◆ **Collection entries**
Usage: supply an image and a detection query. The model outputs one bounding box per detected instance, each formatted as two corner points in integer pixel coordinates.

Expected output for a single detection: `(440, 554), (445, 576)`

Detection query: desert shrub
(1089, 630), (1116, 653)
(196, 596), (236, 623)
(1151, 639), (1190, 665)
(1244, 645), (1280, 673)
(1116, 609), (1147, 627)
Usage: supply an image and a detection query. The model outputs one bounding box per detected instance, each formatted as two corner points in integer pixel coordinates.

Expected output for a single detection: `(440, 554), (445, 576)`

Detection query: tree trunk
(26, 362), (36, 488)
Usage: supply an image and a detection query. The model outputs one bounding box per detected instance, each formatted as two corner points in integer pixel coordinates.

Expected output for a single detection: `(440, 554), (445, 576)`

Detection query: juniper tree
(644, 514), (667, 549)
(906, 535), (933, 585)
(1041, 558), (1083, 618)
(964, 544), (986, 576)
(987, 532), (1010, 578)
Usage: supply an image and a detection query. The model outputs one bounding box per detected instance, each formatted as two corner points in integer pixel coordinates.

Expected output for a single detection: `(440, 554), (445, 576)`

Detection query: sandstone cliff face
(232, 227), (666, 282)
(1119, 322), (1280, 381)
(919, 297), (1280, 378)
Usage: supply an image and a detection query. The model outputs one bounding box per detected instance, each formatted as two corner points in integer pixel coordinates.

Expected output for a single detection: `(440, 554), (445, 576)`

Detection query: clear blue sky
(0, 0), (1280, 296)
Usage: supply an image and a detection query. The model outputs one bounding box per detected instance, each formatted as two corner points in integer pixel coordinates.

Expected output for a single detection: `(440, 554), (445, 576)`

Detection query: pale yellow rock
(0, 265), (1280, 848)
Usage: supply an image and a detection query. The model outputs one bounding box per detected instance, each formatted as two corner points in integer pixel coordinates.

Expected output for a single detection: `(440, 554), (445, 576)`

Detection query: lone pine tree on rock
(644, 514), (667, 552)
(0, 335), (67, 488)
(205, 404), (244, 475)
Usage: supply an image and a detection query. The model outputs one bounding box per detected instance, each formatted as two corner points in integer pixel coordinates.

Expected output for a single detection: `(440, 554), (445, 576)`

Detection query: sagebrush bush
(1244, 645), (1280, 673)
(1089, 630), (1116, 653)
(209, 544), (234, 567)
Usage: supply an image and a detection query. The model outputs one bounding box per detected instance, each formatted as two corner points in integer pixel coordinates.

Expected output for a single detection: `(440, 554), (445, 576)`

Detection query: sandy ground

◆ **Problem statement**
Turn everything from the start of the rows through the line with "(919, 297), (1280, 378)" into a numbered list, one line per item, and leave out the blank lines.

◆ **Complete output**
1. Usage: supply an image and a detection query. The model outputs one bounding box per detected instance, each formatted as two corner points in integer pixel coordinates.
2. Expected output for a single detection: `(440, 554), (445, 576)`
3. Detection query: desert shrub
4. (1089, 630), (1116, 653)
5. (196, 596), (236, 623)
6. (1151, 639), (1190, 665)
7. (1244, 645), (1280, 673)
8. (1116, 609), (1147, 627)
9. Usage: supply an image and a detection query. The model outputs one bounding box per detected instance, each formatted as two corner points in integer pixel coordinates.
10. Expected output for a single detection: `(440, 554), (445, 576)`
11. Detection query: tree trunk
12. (26, 362), (36, 488)
13. Usage: supply an image and a detection query. The model outputs one bounding box per detected instance, each formatted as two corner points in integer pixel coordinates.
14. Expected output for a single detection: `(440, 554), (445, 576)`
15. Detection query: juniper tree
16. (644, 514), (667, 549)
17. (906, 535), (933, 585)
18. (1041, 558), (1083, 618)
19. (964, 544), (986, 576)
20. (987, 532), (1010, 578)
21. Usage: supply an image and a detection query. The model outputs one bounding box per detected instance, each formatted as two corner points in integer pixel coordinates.
22. Expected output for a single detection: `(440, 554), (445, 576)`
23. Detection query: sandstone cliff face
24. (232, 227), (666, 282)
25. (1119, 322), (1280, 381)
26. (919, 297), (1280, 378)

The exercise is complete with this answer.